## What you should do:
Keep only the lines in the rows below that contain the string "Target", and copy each of those lines out in full.

## Exercise input:
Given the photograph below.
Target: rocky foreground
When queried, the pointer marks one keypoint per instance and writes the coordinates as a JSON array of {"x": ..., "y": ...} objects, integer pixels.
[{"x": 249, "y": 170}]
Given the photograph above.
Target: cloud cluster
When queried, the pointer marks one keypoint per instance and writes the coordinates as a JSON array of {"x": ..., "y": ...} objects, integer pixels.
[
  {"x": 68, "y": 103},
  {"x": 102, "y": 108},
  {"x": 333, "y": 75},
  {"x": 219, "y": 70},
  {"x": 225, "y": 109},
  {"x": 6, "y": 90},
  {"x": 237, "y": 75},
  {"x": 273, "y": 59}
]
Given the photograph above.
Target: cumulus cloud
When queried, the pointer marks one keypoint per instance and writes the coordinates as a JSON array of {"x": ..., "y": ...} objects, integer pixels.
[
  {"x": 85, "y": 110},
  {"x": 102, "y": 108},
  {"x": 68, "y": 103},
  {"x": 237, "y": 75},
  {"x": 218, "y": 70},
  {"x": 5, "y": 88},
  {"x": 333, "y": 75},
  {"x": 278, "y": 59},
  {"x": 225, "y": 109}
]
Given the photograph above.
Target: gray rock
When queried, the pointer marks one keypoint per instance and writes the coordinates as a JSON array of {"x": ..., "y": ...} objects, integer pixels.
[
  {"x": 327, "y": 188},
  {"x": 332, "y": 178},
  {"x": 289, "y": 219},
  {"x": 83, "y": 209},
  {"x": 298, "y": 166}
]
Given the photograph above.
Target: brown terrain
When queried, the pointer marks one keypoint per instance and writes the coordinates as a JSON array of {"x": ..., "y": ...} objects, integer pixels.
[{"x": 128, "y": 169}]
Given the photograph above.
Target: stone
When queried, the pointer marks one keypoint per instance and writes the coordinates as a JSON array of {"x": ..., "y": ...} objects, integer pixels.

## Solution for this exercise:
Target: rocky foreground
Target: cloud cluster
Target: cumulus cloud
Target: gray rock
Target: brown terrain
Target: stone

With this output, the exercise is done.